>> Begin

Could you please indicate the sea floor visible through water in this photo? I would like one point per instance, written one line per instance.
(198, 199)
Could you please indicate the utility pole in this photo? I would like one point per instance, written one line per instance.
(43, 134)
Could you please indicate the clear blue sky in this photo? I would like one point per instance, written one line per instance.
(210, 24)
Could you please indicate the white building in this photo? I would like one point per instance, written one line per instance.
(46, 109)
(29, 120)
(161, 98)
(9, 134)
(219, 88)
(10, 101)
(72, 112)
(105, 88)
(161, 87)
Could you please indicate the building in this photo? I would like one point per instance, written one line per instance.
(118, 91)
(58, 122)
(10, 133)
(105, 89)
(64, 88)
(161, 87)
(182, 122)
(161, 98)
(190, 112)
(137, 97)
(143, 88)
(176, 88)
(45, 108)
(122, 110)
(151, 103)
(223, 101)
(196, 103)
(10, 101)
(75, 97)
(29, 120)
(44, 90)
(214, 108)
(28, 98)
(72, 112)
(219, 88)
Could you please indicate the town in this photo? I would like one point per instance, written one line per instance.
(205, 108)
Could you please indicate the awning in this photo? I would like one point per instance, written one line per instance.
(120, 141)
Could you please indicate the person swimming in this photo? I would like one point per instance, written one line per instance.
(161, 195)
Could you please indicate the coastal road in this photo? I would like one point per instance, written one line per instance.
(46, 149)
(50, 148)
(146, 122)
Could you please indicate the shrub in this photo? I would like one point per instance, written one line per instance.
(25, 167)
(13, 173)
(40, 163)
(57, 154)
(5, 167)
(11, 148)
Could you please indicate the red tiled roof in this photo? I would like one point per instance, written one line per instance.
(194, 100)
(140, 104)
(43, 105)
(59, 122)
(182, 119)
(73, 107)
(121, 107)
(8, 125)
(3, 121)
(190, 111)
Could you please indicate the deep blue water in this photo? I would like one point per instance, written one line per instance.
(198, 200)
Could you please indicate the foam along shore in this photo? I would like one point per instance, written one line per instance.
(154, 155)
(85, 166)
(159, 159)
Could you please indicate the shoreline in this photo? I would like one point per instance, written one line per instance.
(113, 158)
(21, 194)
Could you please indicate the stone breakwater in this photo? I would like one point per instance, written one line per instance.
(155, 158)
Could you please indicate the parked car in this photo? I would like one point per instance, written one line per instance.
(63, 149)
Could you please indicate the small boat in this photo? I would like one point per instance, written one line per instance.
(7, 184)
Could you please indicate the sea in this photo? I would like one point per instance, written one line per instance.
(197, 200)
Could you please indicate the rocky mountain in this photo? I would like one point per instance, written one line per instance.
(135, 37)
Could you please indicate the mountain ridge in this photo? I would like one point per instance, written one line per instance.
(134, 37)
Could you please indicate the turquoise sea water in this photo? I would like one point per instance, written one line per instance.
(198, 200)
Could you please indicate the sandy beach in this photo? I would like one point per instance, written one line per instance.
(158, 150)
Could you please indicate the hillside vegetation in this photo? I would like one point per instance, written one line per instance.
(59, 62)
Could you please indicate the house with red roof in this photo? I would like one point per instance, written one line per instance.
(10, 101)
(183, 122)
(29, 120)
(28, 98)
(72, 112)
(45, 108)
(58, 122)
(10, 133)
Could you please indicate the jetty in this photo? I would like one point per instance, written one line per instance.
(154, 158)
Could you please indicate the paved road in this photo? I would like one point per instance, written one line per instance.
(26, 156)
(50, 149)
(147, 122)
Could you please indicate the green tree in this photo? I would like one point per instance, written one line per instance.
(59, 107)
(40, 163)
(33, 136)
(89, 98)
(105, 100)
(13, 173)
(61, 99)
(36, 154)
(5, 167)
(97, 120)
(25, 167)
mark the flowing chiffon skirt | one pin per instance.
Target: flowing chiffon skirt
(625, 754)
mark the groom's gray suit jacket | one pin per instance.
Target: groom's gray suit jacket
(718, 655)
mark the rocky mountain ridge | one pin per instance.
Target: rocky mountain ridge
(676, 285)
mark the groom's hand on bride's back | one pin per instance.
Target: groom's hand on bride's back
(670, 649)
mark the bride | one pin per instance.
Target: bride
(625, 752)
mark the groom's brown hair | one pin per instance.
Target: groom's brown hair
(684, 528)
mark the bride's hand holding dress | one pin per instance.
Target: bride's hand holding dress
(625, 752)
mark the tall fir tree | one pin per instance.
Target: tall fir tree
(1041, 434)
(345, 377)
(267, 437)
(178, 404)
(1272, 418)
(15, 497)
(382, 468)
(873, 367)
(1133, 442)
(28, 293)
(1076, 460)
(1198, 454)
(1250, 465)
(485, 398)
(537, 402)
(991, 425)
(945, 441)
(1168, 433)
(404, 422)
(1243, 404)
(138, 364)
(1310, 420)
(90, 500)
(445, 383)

>> End

*What is required*: Turn all of the items above into one numbered list and leave out any blank lines.

*Correct response*:
1. Could you please indicate the sea floor visible through water in this photo? I would like one point per instance, written one line per instance.
2. (198, 199)
3. Could you please indicate the utility pole in this photo? I would like one point per instance, written one line per instance.
4. (43, 134)
5. Could you please indicate the clear blue sky in this photo? I would like one point per instance, written one line per instance.
6. (210, 24)
7. Could you please indicate the white building in this photo? I would like one point per instance, written one line per instance.
8. (46, 109)
9. (29, 120)
10. (161, 98)
11. (9, 134)
12. (219, 88)
13. (10, 101)
14. (72, 112)
15. (105, 88)
16. (161, 87)
17. Could you please indicate the building in this photo? I would like one point per instance, written one line per instance.
18. (118, 91)
19. (58, 122)
20. (10, 133)
21. (105, 89)
22. (64, 88)
23. (161, 87)
24. (182, 122)
25. (161, 98)
26. (190, 112)
27. (137, 97)
28. (143, 88)
29. (176, 88)
30. (45, 108)
31. (122, 110)
32. (151, 103)
33. (223, 101)
34. (196, 103)
35. (10, 101)
36. (75, 97)
37. (29, 120)
38. (44, 90)
39. (214, 108)
40. (28, 98)
41. (72, 112)
42. (219, 88)
43. Could you please indicate the town in this photo? I would like one point per instance, written one line per instance.
44. (205, 108)
45. Could you please indicate the awning in this photo? I would like one point per instance, written one line per instance.
46. (120, 141)
47. Could you please indicate the person swimming in this photo? I would like one point per instance, written one line per instance.
48. (161, 195)
49. Could you please indicate the coastal road in this photo? I would like one point per instance, written one line per instance.
50. (46, 149)
51. (50, 148)
52. (146, 122)
53. Could you please indicate the shrub in this photo? I would like one point per instance, written one line per instance.
54. (25, 167)
55. (13, 173)
56. (40, 163)
57. (57, 154)
58. (5, 167)
59. (11, 148)
60. Could you please indicate the red tiled roof in this photo? I would like one point per instance, written one line per instance.
61. (194, 100)
62. (140, 104)
63. (43, 105)
64. (59, 122)
65. (182, 119)
66. (73, 107)
67. (121, 107)
68. (8, 125)
69. (3, 121)
70. (190, 111)
71. Could you please indicate the deep blue water in this photo? I would like one point per instance, written one line per instance.
72. (198, 200)
73. Could you please indicate the foam along shore in this photo? I would like one point per instance, written one line per instance.
74. (154, 155)
75. (85, 166)
76. (159, 159)
77. Could you please indicate the shoreline in this photo? I would like one point per instance, written one line per instance.
78. (113, 158)
79. (21, 194)
80. Could you please indicate the stone breakwater in this photo? I would like one point per instance, written one line per instance.
81. (155, 158)
82. Could you please indicate the parked car in this photo? I would like one point per instance, written one line per instance.
83. (63, 149)
84. Could you please indicate the small boat in this photo? I would like one point per instance, written one line per instance.
85. (7, 184)
86. Could you please indicate the sea in this photo? I would like one point per instance, written one line per instance.
87. (197, 200)
88. Could you please indicate the rocky mountain in this photo? I would like one point per instance, written one line per instance.
89. (135, 37)
90. Could you please indicate the mountain ridge in this photo? I would like one point per instance, written one line per instance.
91. (134, 37)
92. Could you please indicate the turquoise sea water in this photo? I would like one point per instance, written one line per instance.
93. (198, 200)
94. Could you please indicate the sandy beach in this photo? I would like one point per instance, written one line per instance.
95. (158, 150)
96. Could you please indicate the hillside vegetation in this photo? I would like one point per instance, written one line per instance.
97. (59, 62)
98. Could you please indicate the house with red roof in this photo? I would like one point per instance, written one line per instance.
99. (10, 101)
100. (183, 122)
101. (29, 120)
102. (28, 98)
103. (72, 112)
104. (45, 108)
105. (58, 122)
106. (10, 133)
107. Could you please indicate the jetty in this photo? I would like one point per instance, written one line per instance.
108. (154, 158)
109. Could you please indicate the paved road in this photo? I would like one point per instance, written one line per instance.
110. (26, 156)
111. (50, 149)
112. (147, 122)
113. Could you please indicate the green tree in this photo? I would like one point per instance, written one line per instance.
114. (59, 107)
115. (40, 163)
116. (33, 136)
117. (89, 98)
118. (105, 100)
119. (13, 173)
120. (61, 99)
121. (36, 154)
122. (5, 167)
123. (97, 120)
124. (25, 167)
125. mark the flowing chiffon skirt | one pin per instance.
126. Target: flowing chiffon skirt
127. (625, 754)
128. mark the groom's gray suit jacket | one pin per instance.
129. Target: groom's gray suit jacket
130. (718, 655)
131. mark the rocky mountain ridge | one pin per instance.
132. Target: rocky mountain ridge
133. (676, 285)
134. mark the groom's hand on bride's back | one pin per instance.
135. Target: groom's hand on bride's back
136. (670, 649)
137. mark the bride | one pin per instance.
138. Target: bride
139. (625, 752)
140. mark the groom's brown hair | one pin per instance.
141. Target: groom's brown hair
142. (684, 528)
143. mark the bride's hand holding dress | one pin per instance.
144. Target: bride's hand holding dress
145. (625, 752)
146. mark the tall fir tree | one pin per instance.
147. Target: tall fir tree
148. (1041, 434)
149. (345, 377)
150. (267, 437)
151. (178, 404)
152. (1272, 418)
153. (15, 497)
154. (382, 468)
155. (873, 367)
156. (1133, 442)
157. (28, 293)
158. (1076, 460)
159. (1198, 454)
160. (1250, 465)
161. (485, 398)
162. (537, 402)
163. (991, 425)
164. (945, 441)
165. (1168, 433)
166. (404, 422)
167. (1243, 404)
168. (138, 364)
169. (1310, 420)
170. (90, 500)
171. (445, 383)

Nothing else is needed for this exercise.